It is impossible to miss the huge number of books dedicated to pregnancy, childbirth, and child-rearing that populate libraries’ shelves and that further divide and crystallize gender norms through their interpellation of mothers. The spread of Freudian psychoanalysis contributed greatly to creating the myth of the ideal mother, whereby the mother’s relationship with her child becomes the major event of a human’s first few years of life, and consequently, the main source of mental illness.

Although these publications raise the awareness of mothers considered educated and increase their knowledge about health, they also serve the patriarchal system by burdening them with additional duties when it comes to the physical and psychological health of their children. Children become the focus and center of the family, and are given far more attention than their mother because of the assumption that women now have access to better medical care than their foremothers.

A new stereotype of the ideal mother has been trending for a few years now: the image of the “supermom” has been promoted by the media through their portrayal of mothers who are able to juggle between work, motherhood, and love, and who are always manage to be at the top of their femininity. But the daily reality of working mothers cannot be more different: they have to deal with an economic crisis caused by a nasty capitalist system that does what it can to dissuade women from having children. The obstacles women face under such system are innumerable – delayed promotions, misogynist comments, and psychological pressures of all kinds. Many mothers find staying at home to care for their children after delivery more lucrative, if and when their partner can meet the expenses of living. As for working class women, staying at home becomes a luxury they cannot afford; many have to return to work as soon they can, sometimes without resting enough after giving birth.

The return to nature and the preservation of the environment are used as trends to apply additional pressure on mothers, from painful birth to “natural” breastfeeding. If a woman chooses otherwise, she is attacked and accused of not wanting “the best” for her children, according to an ideology and society that pursue what they deem to be the interests of children, even when those come at the expense of the mother’s and her wishes. The application of such an ideology cannot be reconciled with the lifestyle of working mothers; in fact, if applied at all, it would prevent women from having any private life outside their role as a mother, and turn them into mere reproductive and child-rearing machines. They would be required to spend their entire time caring for their children-turned-deities, breastfeeding them the “natural” way, sleeping at the same time as them, washing cloth diapers, preparing breakfast, and paying attention to the psychological, educational, and pedagogical aspects of their life.

-- Provided material --
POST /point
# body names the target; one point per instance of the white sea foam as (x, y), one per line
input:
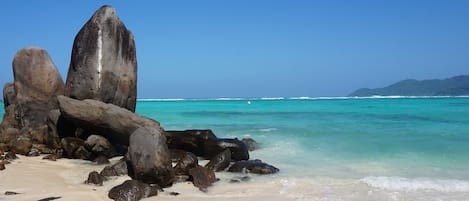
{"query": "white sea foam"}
(271, 98)
(162, 99)
(417, 184)
(267, 129)
(298, 98)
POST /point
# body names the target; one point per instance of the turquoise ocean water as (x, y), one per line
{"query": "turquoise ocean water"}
(415, 148)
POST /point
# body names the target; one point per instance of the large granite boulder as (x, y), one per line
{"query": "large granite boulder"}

-- Problems to work on --
**A)** Answer these from the text on ideal motherhood, one line each:
(i) What did the spread of Freudian psychoanalysis contribute to creating?
(ii) What image of the ideal mother has the media promoted?
(iii) For working class women, what does staying at home become?
**B)** Please carry the essay on ideal motherhood further, picking up after its final sentence.

-- Numbered responses --
**A)**
(i) The myth of the ideal mother.
(ii) The "supermom."
(iii) A luxury they cannot afford.

**B)**
In addition to the enormous pressures the myth ideal motherhood brings about, it also completely erases the role of the father loses grounds when it comes to gender equality and the distribution of parental responsibilities. This discourse brings us back to Jean-Jacques Rousseau, for whom the father exists as an “authority figure.” The mother-child relationship is considered sacred in the first three years of life, which reduces motherhood to a biological bond and women to a reproductive role. As a result, the father is excluded from care work and education; he becomes a mere participation in the fertilization of the egg and remains absent from child care, a responsibility that solely falls on women.

Oftentimes, women are valued through their readiness and ability to become mothers, as per religious, national, or "natural" rules. But women today have the right to refuse to have children; to uphold our right to choose, we must reject the blatant interference of the state and society in our bodies and practices of motherhood, and counter the promotion of ideal motherhood by the media and the medical industry.

  • 1. As portrayed in Delacroix’s painting La Liberté guidant le peuple (liberty guiding the people).